'''

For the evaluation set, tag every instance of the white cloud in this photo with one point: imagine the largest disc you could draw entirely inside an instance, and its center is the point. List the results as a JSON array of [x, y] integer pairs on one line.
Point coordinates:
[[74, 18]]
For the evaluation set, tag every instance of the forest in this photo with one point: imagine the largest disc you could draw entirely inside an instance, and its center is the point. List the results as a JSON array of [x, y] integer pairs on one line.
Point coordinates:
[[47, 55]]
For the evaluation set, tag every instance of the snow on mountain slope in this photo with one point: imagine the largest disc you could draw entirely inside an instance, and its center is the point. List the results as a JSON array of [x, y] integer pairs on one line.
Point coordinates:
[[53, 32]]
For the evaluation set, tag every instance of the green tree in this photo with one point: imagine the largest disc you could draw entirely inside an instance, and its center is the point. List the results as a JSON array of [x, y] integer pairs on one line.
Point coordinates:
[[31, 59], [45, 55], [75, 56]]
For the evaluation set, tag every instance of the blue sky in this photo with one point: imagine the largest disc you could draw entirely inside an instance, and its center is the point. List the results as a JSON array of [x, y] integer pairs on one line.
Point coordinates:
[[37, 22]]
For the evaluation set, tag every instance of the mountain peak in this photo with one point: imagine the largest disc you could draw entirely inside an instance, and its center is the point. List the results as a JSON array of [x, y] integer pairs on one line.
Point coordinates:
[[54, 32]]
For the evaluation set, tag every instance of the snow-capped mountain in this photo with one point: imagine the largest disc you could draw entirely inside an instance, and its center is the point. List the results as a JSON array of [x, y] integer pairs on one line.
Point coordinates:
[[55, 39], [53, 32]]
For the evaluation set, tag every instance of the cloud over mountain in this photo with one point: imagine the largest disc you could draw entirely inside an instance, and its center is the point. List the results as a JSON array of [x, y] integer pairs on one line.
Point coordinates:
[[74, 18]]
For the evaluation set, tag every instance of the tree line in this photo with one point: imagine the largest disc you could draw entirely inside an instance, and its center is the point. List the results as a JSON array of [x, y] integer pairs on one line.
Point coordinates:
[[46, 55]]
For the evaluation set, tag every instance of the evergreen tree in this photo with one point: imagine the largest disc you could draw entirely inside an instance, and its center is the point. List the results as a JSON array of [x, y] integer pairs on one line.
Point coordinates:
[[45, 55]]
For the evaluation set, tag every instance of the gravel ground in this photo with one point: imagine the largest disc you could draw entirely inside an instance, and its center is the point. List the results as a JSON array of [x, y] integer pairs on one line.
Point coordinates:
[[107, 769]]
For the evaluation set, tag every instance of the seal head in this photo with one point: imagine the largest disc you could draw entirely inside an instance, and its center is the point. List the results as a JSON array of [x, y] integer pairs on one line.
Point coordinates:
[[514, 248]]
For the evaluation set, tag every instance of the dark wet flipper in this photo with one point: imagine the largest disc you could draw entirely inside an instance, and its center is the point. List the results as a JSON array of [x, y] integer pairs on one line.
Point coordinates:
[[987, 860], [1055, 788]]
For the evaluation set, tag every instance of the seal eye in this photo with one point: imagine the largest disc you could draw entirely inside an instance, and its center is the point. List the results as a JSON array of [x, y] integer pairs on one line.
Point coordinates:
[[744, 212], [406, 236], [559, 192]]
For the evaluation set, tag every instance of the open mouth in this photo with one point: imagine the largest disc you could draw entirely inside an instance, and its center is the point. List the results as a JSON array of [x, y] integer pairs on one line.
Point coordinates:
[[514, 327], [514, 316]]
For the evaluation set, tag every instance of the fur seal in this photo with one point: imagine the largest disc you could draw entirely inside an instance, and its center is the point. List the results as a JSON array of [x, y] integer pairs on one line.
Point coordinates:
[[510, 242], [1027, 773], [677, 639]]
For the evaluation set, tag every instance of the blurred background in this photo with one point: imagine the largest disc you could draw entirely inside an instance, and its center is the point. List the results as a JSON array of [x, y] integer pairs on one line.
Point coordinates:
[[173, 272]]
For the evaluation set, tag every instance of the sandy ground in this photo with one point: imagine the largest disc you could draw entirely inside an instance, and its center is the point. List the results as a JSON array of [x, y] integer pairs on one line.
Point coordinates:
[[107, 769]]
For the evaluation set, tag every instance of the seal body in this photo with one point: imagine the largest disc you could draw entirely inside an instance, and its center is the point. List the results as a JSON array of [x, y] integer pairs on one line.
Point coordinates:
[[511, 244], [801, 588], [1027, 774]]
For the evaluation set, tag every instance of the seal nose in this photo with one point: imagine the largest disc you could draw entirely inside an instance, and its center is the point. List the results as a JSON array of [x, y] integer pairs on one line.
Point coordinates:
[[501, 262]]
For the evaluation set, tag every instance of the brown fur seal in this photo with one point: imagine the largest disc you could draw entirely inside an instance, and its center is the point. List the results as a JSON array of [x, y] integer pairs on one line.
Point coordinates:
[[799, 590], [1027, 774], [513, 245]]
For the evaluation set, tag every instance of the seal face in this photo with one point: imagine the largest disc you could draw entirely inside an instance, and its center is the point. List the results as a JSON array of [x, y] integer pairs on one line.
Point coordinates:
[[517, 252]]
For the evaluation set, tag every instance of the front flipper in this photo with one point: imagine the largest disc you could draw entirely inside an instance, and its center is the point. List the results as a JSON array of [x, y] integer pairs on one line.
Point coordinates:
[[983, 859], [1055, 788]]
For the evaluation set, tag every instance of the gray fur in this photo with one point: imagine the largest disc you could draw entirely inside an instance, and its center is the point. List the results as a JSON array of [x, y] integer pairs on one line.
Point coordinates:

'''

_YOUR OBJECTIVE_
Render every line above as a Markdown table with a "Row" column holding the row number and a "Line" column holding the line. Leave out any blank lines.

_ANSWER TO THE TASK_
| Row | Line |
|---|---|
| 1 | For the evaluation set, tag every instance of the white cloud in this photo with one point: imagine the largest disc you could draw entirely inside an instance, and its center is the point. List the results as a JSON array of [x, y] integer pairs on one line. |
| 2 | Point coordinates: |
| 3 | [[74, 18]] |
| 4 | For the evaluation set, tag every instance of the forest in this photo with one point: imagine the largest disc you could draw entirely inside an instance, and its center is the point. List the results as a JSON array of [x, y] integer pairs on one line. |
| 5 | Point coordinates: |
| 6 | [[47, 55]] |
| 7 | For the evaluation set, tag every instance of the snow on mountain slope in this photo with one point: imagine the largest disc you could draw entirely inside an instance, and its center is the point. List the results as a JSON array of [x, y] integer pairs on one line. |
| 8 | Point coordinates: |
| 9 | [[53, 32]] |
| 10 | For the evaluation set, tag every instance of the green tree in this photo with one point: imagine the largest disc you could draw entirely inside an instance, and its center is the point. List the results as a JSON array of [x, y] integer pairs on one line. |
| 11 | Point coordinates: |
| 12 | [[31, 59], [45, 55], [75, 56]] |
| 13 | For the evaluation set, tag every instance of the blue sky in this photo with one point: imagine the largest disc you could draw entirely inside an instance, and its center is the point. List the results as a JSON array of [x, y] integer pairs on one line. |
| 14 | Point coordinates: |
| 15 | [[37, 22]] |
| 16 | For the evaluation set, tag every instance of the mountain peak in this photo with one point: imagine the largest disc you could draw entirely inside an instance, and its center is the point. List the results as a JSON array of [x, y] integer pairs on one line. |
| 17 | Point coordinates: |
| 18 | [[54, 32]] |
| 19 | For the evaluation set, tag every instance of the snow-capped mountain in this photo with one point: imagine the largest disc you could draw entirely inside an instance, and its center is the point. List the results as a JSON array of [x, y] integer pairs on one line. |
| 20 | Point coordinates: |
| 21 | [[55, 39], [53, 32]] |
| 22 | For the evaluation set, tag every instance of the cloud over mountain in this photo with one point: imagine the largest disc you could draw entirely inside an instance, and its center is the point. List the results as a JSON array of [x, y] integer pairs on one line. |
| 23 | Point coordinates: |
| 24 | [[74, 18]] |
| 25 | For the evaluation set, tag every instance of the tree line in this photo with one point: imagine the largest disc you could draw entirely inside an instance, and its center is the point. List the results as a JSON array of [x, y] integer pairs on one line. |
| 26 | Point coordinates: |
| 27 | [[46, 55]] |
| 28 | For the evaluation set, tag every instance of the evergreen tree in this photo with one point: imagine the largest disc you could draw entirely inside an instance, and its center is the point. List the results as a JSON array of [x, y] integer pairs on one line. |
| 29 | Point coordinates: |
| 30 | [[45, 55]] |
| 31 | For the evaluation set, tag every instance of the gravel ground in this photo with one point: imagine the largest disc you could draw entirely inside an instance, and its center is the point. List the results as a JSON array of [x, y] integer pairs on one line. |
| 32 | Point coordinates: |
| 33 | [[107, 769]] |
| 34 | For the evaluation set, tag every instance of the seal head in this photo with one point: imagine the largest disc you could draw entirely inside an instance, and its center is the point. List the results as a JSON array of [x, y] integer pairs on one line. |
| 35 | Point coordinates: |
| 36 | [[514, 248]] |
| 37 | For the evaluation set, tag every instance of the dark wet flipper in this photo with one point: imagine the largest disc you could draw entirely inside an instance, and its center is the point. List the results as a JSON array of [x, y] integer pairs on one line. |
| 38 | Point coordinates: |
| 39 | [[987, 860], [1055, 788]] |
| 40 | For the evaluation set, tag every instance of the seal eye in this photo with one point: imagine the largest disc you could draw entirely inside an instance, and its center is the point. List the results as a JSON array of [x, y] integer pairs on one line. |
| 41 | Point coordinates: |
| 42 | [[744, 212], [406, 236], [559, 192]] |
| 43 | For the evaluation set, tag every instance of the open mouth in this photo with one point: imagine the largest disc you could draw entirely inside an instance, and its center is the point. List the results as a JSON array of [x, y] integer pairs on one line. |
| 44 | Point coordinates: |
| 45 | [[514, 327], [514, 316]] |
| 46 | For the evaluation set, tag every instance of the fur seal in this photo with one point: imagine the largest disc you could draw entirely inside an instance, and its center is the point. List the results as a JSON array of [x, y] integer pairs on one line. |
| 47 | Point coordinates: |
| 48 | [[510, 242], [1027, 773], [677, 639]] |
| 49 | For the evaluation set, tag every instance of the blurred background in this photo with one point: imagine the largest disc you could draw entirely inside an instance, and its center is the point. List the results as a JSON array of [x, y] integer pairs on one line. |
| 50 | Point coordinates: |
| 51 | [[173, 272]] |
| 52 | For the evaluation set, tag every instance of the sandy ground in this photo with one point: imagine the largest disc you could draw entirely inside an instance, and its center is the point. List the results as a JSON array of [x, y] integer pairs on one line. |
| 53 | Point coordinates: |
| 54 | [[107, 769]] |
| 55 | For the evaluation set, tag every instance of the seal body in this photo with one point: imagine the largest disc you could draw entirely inside an instance, and its center is the point. List the results as a JSON array of [x, y] integer pairs on one line. |
| 56 | Point coordinates: |
| 57 | [[511, 244], [801, 588], [1027, 774]] |
| 58 | For the evaluation set, tag every instance of the seal nose in this photo with one point: imagine the largest disc you could draw entirely inside an instance, and its center is the point. List the results as a JSON array of [x, y] integer pairs on one line. |
| 59 | Point coordinates: |
| 60 | [[501, 262]] |
| 61 | For the evaluation set, tag every instance of the brown fur seal in this photo with one point: imagine the largest disc you could draw entirely inside an instance, and its center is the point. List the results as a JSON array of [x, y] integer pairs on one line. |
| 62 | Point coordinates: |
| 63 | [[799, 590], [1027, 774], [513, 245]] |
| 64 | For the evaluation set, tag every instance of the seal face in this photo with one point: imagine the largest disc you could draw entirely inside an instance, and its center is the point. List the results as a JSON array of [x, y] integer pairs on one line. |
| 65 | Point coordinates: |
| 66 | [[517, 252]] |
| 67 | For the evaluation set, tag every instance of the front flipper in this photo with one point: imagine the largest disc you could draw entirely inside an instance, and its center is the point. List the results as a JSON array of [x, y] integer pairs on one line. |
| 68 | Point coordinates: |
| 69 | [[983, 859], [1055, 788]] |
| 70 | For the evaluation set, tag every instance of the gray fur in this photo with one point: imagine the largest disc you could draw entirely inside an instance, and its center is the point. List the results as a JSON array of [x, y] integer pairs on one line. |
| 71 | Point coordinates: |